Text segment:
Composition and method for the prevention of oral disease description/claims

1. Field of the Invention

The present invention relates to the composition and mechanism for the prevention and treatment of oral diseases and reduction of mouth odors with the use of stabilized chlorine dioxide (ClO2) and establishing the bactericidal and bacteriostatic properties at a concentration range of 0.005-0.8% (w/v) to significantly reduce bacterial reproduction and to act as an antimicrobial on both gram-negative anaerobic/aerobic/facultative and gram-positive anaerobic/aerobic/facultative oral bacteria.

2. Description of Related Art

Dental plaque has been recently defined as “a diverse community of microorganisms found on the tooth surface as a biofilm, embedded in an extracellular matrix of polymers of host and microbial origin” (Marsh, 2004). Dental plaque biofilms occur above and below the gumline, supragingival and subgingival, respectively. Acid-producing supragingival plaques are the cause of dental caries. Plaques that form on subgingival tooth surfaces and coat the epithelium lining of the gingival crevice lead to the development of periodontal infections (i.e., gingivitis and periodontitis) (Rose et al., 2004).

Your tasks:
a: In the oral disease patent text, retype the stretch from "The present invention" through "anaerobic/aerobic/facultative oral bacteria.".
b: What concentration range of stabilized chlorine dioxide does the oral disease patent text give?

Recorded information:
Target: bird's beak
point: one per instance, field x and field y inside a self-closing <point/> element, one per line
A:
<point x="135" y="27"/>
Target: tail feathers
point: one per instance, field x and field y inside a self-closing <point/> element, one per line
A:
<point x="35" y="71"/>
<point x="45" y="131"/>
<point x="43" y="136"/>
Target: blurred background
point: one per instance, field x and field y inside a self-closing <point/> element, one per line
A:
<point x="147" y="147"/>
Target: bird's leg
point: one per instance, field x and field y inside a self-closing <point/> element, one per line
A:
==
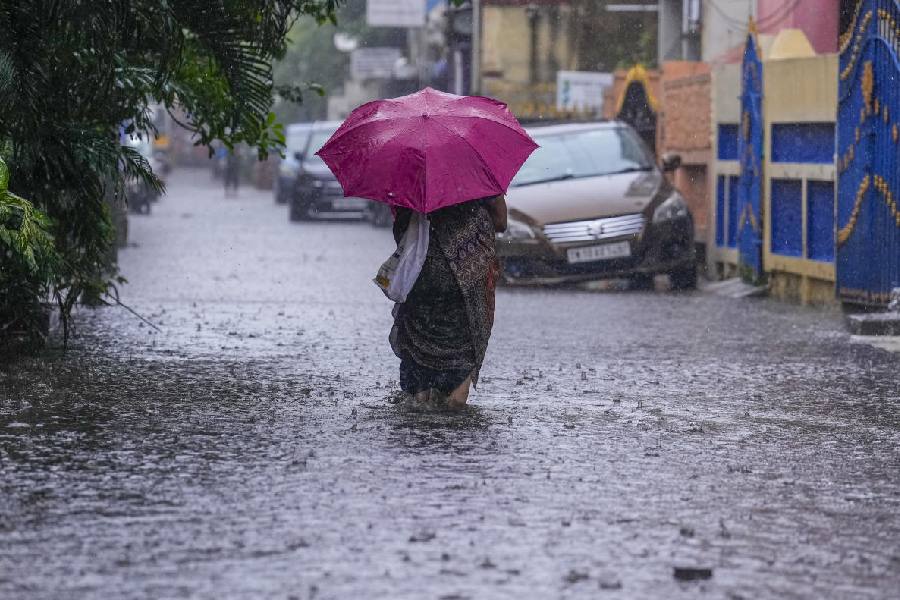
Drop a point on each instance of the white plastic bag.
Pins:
==
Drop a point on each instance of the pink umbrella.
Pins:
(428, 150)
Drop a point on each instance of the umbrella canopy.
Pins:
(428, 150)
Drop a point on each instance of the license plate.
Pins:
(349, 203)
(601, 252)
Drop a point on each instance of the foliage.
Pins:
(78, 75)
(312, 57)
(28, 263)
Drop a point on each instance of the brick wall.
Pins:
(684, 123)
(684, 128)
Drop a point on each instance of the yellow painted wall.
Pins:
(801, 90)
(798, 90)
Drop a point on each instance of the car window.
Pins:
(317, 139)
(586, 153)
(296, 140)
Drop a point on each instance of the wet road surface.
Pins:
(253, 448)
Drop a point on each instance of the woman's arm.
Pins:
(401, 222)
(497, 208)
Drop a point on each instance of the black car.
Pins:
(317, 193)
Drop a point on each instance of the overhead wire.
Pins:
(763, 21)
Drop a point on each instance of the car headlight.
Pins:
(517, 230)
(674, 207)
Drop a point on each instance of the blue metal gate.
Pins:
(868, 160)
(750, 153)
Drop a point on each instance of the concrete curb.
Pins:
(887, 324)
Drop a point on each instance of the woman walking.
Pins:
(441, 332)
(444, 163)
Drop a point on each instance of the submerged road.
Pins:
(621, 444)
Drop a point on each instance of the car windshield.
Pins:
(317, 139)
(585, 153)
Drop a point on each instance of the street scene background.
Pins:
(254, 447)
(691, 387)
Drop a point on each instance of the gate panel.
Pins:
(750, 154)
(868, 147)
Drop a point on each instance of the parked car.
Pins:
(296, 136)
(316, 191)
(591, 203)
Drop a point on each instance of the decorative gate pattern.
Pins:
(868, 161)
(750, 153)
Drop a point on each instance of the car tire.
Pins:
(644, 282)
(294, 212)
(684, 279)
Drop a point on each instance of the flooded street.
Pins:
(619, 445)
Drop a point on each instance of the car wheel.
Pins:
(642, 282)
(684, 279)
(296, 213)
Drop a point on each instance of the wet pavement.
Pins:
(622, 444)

Task results:
a:
The present invention relates to the composition and mechanism for the prevention and treatment of oral diseases and reduction of mouth odors with the use of stabilized chlorine dioxide (ClO2) and establishing the bactericidal and bacteriostatic properties at a concentration range of 0.005-0.8% (w/v) to significantly reduce bacterial reproduction and to act as an antimicrobial on both gram-negative anaerobic/aerobic/facultative and gram-positive anaerobic/aerobic/facultative oral bacteria.

b: 0.005-0.8% (w/v)